------ Material for this task

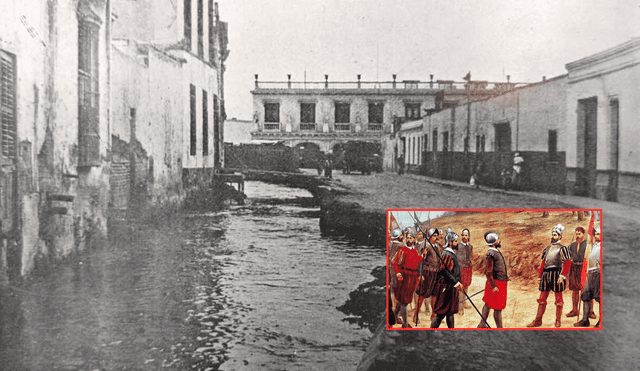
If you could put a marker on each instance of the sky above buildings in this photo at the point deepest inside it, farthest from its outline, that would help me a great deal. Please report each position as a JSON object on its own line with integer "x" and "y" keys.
{"x": 413, "y": 39}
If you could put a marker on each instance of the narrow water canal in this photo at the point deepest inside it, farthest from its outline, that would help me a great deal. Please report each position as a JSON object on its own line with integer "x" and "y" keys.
{"x": 252, "y": 287}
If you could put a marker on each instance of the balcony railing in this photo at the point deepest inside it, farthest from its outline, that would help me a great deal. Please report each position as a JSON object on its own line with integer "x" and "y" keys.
{"x": 307, "y": 126}
{"x": 397, "y": 85}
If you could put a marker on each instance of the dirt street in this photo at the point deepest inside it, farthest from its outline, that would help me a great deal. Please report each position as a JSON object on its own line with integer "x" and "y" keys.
{"x": 615, "y": 347}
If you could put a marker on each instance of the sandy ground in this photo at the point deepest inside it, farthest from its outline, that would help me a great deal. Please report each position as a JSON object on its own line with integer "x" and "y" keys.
{"x": 521, "y": 309}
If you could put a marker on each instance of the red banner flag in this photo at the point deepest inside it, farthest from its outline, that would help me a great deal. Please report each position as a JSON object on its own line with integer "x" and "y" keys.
{"x": 590, "y": 230}
{"x": 393, "y": 224}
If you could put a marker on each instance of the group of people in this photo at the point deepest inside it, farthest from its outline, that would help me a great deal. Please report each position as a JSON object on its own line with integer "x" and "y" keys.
{"x": 438, "y": 267}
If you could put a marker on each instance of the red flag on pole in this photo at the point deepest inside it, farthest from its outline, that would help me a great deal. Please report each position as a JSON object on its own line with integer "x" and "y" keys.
{"x": 393, "y": 224}
{"x": 590, "y": 230}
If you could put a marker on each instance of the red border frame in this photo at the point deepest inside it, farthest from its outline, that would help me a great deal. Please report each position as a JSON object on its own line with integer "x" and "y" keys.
{"x": 388, "y": 211}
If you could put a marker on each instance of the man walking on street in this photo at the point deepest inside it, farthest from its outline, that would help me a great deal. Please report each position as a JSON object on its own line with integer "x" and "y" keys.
{"x": 447, "y": 287}
{"x": 405, "y": 264}
{"x": 495, "y": 289}
{"x": 576, "y": 251}
{"x": 465, "y": 254}
{"x": 552, "y": 275}
{"x": 592, "y": 286}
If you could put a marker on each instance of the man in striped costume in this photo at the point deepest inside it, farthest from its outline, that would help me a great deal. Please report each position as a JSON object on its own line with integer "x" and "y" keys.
{"x": 554, "y": 267}
{"x": 447, "y": 286}
{"x": 405, "y": 264}
{"x": 592, "y": 286}
{"x": 465, "y": 253}
{"x": 495, "y": 289}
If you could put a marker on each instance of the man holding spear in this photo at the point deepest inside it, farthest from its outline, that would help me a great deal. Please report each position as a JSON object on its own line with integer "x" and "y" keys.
{"x": 576, "y": 251}
{"x": 405, "y": 264}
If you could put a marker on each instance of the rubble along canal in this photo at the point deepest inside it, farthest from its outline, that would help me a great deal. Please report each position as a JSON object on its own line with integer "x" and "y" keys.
{"x": 251, "y": 287}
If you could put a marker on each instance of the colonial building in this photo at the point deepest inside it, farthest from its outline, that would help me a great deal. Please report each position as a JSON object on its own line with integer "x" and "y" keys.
{"x": 323, "y": 114}
{"x": 54, "y": 176}
{"x": 603, "y": 111}
{"x": 482, "y": 136}
{"x": 168, "y": 95}
{"x": 576, "y": 132}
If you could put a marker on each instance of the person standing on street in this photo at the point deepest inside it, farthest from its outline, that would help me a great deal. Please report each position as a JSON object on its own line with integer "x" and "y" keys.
{"x": 495, "y": 289}
{"x": 428, "y": 271}
{"x": 516, "y": 176}
{"x": 401, "y": 164}
{"x": 556, "y": 262}
{"x": 576, "y": 250}
{"x": 465, "y": 254}
{"x": 447, "y": 287}
{"x": 394, "y": 246}
{"x": 592, "y": 286}
{"x": 405, "y": 264}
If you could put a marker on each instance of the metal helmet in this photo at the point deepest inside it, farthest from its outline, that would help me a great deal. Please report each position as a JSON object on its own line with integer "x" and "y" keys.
{"x": 559, "y": 228}
{"x": 449, "y": 238}
{"x": 431, "y": 232}
{"x": 491, "y": 238}
{"x": 395, "y": 233}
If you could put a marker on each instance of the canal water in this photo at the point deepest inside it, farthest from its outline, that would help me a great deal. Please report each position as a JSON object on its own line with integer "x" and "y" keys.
{"x": 251, "y": 287}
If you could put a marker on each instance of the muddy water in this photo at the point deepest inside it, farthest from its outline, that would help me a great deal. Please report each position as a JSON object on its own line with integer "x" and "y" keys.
{"x": 253, "y": 287}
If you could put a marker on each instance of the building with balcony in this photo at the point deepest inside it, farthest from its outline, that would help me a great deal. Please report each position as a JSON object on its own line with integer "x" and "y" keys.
{"x": 325, "y": 114}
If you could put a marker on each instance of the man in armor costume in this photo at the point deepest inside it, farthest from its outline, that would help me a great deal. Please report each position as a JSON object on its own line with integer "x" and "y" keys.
{"x": 394, "y": 245}
{"x": 465, "y": 253}
{"x": 592, "y": 286}
{"x": 552, "y": 275}
{"x": 495, "y": 289}
{"x": 576, "y": 250}
{"x": 428, "y": 271}
{"x": 405, "y": 264}
{"x": 447, "y": 286}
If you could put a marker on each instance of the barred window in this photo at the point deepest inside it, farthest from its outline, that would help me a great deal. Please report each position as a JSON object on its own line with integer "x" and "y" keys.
{"x": 272, "y": 112}
{"x": 343, "y": 113}
{"x": 7, "y": 107}
{"x": 376, "y": 111}
{"x": 88, "y": 94}
{"x": 307, "y": 113}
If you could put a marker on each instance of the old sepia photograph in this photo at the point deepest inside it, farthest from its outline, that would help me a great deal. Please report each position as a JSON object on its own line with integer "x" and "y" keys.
{"x": 463, "y": 265}
{"x": 208, "y": 184}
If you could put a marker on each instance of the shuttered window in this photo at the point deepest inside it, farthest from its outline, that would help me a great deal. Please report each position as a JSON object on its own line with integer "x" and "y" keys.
{"x": 88, "y": 95}
{"x": 8, "y": 107}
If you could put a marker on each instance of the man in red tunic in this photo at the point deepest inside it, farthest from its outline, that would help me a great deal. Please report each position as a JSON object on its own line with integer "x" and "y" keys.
{"x": 465, "y": 254}
{"x": 429, "y": 270}
{"x": 576, "y": 250}
{"x": 447, "y": 286}
{"x": 495, "y": 289}
{"x": 405, "y": 264}
{"x": 552, "y": 275}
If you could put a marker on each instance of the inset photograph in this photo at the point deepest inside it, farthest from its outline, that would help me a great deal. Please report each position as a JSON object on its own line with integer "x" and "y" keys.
{"x": 494, "y": 269}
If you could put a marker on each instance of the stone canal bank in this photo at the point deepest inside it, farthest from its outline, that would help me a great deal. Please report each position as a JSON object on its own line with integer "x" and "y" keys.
{"x": 355, "y": 206}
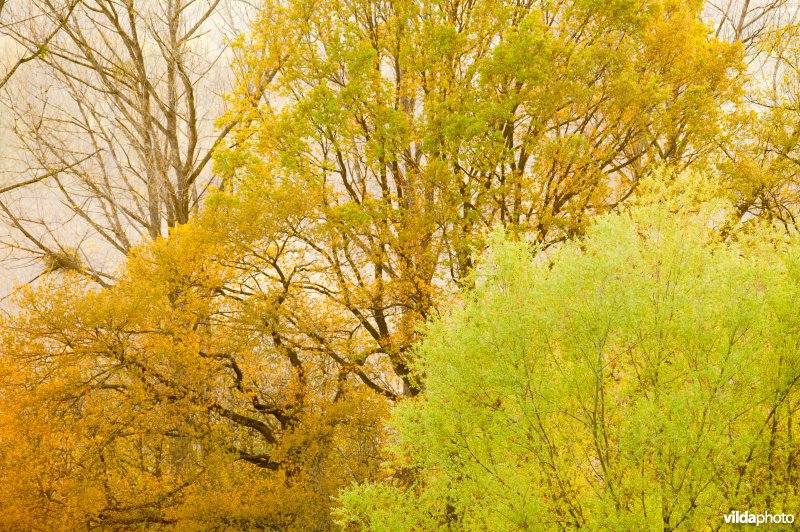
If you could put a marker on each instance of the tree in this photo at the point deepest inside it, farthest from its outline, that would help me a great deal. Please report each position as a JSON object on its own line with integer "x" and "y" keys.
{"x": 395, "y": 135}
{"x": 115, "y": 124}
{"x": 642, "y": 377}
{"x": 160, "y": 402}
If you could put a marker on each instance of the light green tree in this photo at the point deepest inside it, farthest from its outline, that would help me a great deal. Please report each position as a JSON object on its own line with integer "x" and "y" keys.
{"x": 644, "y": 377}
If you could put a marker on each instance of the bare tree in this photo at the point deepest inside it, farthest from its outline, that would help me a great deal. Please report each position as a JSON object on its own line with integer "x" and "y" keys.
{"x": 115, "y": 126}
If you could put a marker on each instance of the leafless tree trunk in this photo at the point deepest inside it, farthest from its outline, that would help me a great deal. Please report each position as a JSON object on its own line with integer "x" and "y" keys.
{"x": 114, "y": 122}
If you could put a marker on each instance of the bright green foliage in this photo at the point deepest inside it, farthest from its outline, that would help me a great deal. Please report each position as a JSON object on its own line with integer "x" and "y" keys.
{"x": 644, "y": 377}
{"x": 392, "y": 136}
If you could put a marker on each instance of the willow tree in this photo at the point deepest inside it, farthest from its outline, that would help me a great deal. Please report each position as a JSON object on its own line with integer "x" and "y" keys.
{"x": 394, "y": 134}
{"x": 644, "y": 377}
{"x": 254, "y": 349}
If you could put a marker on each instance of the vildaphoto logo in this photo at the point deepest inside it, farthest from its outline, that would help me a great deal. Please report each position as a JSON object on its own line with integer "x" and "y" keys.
{"x": 746, "y": 518}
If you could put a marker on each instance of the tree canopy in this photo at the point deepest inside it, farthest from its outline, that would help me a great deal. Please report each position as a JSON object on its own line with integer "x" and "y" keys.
{"x": 625, "y": 359}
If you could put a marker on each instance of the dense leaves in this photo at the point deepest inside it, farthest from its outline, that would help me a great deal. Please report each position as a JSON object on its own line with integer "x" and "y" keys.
{"x": 643, "y": 377}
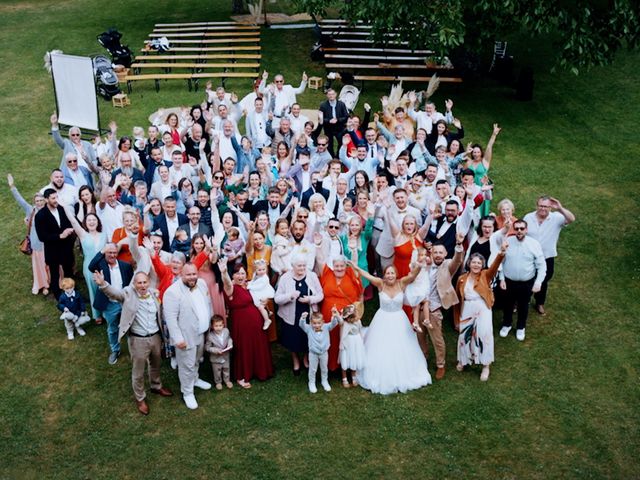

------------

## What to produce
All pictures must be left out. Reproduce exactly the lines from the one containing "the tree canopy" to the final line of the entries.

## Exercise solution
If you could put a marker on each instance of the tree canopy in this photo at the point deepest inside it, farthest from its outline, that would help me a great deal. Please report each position as a JSON object on its own line with integer "x" and "y" keys.
{"x": 625, "y": 359}
If you could put a marker on each instance of the dense leaves in this photo at the point deepest inside it, farthest from its outline, that would help me a great deal. Please report each position as a JSON object on its own line with integer "x" and "y" keys.
{"x": 643, "y": 377}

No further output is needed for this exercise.